- **Fragmento del texto**:
****************
El hombre que le enseñó a los nietos y bisnietos de sus contemporáneos a amar a Gershwin, a Kern, a Berlin, a Johnny Mercer, a Harold Arlen, a Cole Porter y a Hoagy Carmichael, entre muchos otros, podría haber dicho perfectamente luego de ese concierto lo que contó al cumplir 90 años, cuando le preguntaron por qué seguía cantando sin parar por todo el mundo. “En cada lugar en el que me presento las entradas se agotan. Recibo entre seis y siete ovaciones de pie por noche. Cuando la gente se porta de esa manera, vuelvo a casa feliz”, explicó. Cuando festejó con un gran encuentro en el Radio City neoyorquino sus 90 años estaban tan felices como él Stevie Wonder, Michael Bublé, Lady Gaga, Alec Baldwin y muchos otros grandes. Recién en 2017 se vio obligado, muy a su pesar, a cancelar sus recitales y sus giras. Las fuerzas para sostener tan largas actuaciones empezaban a flaquear.
****************
- **Actividades**:
a - Reproduce sin cambios un trozo del fragmento sobre el cantante: comienza en las palabras que contienen "El hombre que" y termina después de "empezaban a flaquear.".
b - Según el fragmento, ¿en qué sala de Nueva York celebró el cantante sus 90 años?
c - ¿Por qué, según el fragmento, el cantante tuvo que cancelar sus recitales y sus giras en 2017?

Registros de una recopilación de datos:
****************
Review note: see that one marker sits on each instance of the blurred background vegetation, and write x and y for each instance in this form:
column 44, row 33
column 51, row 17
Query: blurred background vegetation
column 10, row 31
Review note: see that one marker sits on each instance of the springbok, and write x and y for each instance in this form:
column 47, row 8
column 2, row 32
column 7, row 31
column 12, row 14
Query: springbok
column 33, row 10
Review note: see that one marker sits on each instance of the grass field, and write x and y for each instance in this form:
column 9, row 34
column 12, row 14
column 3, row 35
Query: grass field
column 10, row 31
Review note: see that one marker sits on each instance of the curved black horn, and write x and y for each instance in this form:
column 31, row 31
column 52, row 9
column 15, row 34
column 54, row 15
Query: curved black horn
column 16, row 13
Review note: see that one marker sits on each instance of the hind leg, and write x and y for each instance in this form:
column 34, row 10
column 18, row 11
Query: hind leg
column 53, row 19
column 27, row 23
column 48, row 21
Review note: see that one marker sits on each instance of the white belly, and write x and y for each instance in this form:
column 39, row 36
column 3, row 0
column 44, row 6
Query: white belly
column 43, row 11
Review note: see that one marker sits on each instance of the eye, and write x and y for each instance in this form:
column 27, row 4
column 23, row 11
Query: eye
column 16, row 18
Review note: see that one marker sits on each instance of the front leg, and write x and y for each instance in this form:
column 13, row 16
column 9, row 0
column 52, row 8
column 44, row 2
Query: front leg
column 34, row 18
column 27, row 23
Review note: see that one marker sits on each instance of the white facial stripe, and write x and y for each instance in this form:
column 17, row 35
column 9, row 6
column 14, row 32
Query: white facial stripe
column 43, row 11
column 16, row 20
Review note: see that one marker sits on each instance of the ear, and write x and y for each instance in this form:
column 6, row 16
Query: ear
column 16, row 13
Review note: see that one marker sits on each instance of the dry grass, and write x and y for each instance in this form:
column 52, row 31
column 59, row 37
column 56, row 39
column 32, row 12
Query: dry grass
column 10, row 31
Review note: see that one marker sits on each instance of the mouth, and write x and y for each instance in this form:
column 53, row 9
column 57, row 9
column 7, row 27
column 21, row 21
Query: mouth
****************
- **Resultados por tarea**:
a -
El hombre que le enseñó a los nietos y bisnietos de sus contemporáneos a amar a Gershwin, a Kern, a Berlin, a Johnny Mercer, a Harold Arlen, a Cole Porter y a Hoagy Carmichael, entre muchos otros, podría haber dicho perfectamente luego de ese concierto lo que contó al cumplir 90 años, cuando le preguntaron por qué seguía cantando sin parar por todo el mundo. “En cada lugar en el que me presento las entradas se agotan. Recibo entre seis y siete ovaciones de pie por noche. Cuando la gente se porta de esa manera, vuelvo a casa feliz”, explicó. Cuando festejó con un gran encuentro en el Radio City neoyorquino sus 90 años estaban tan felices como él Stevie Wonder, Michael Bublé, Lady Gaga, Alec Baldwin y muchos otros grandes. Recién en 2017 se vio obligado, muy a su pesar, a cancelar sus recitales y sus giras. Las fuerzas para sostener tan largas actuaciones empezaban a flaquear.

b - En el Radio City neoyorquino.

c - Las fuerzas para sostener actuaciones tan largas empezaban a flaquear. Por eso se vio obligado a cancelarlos, muy a su pesar.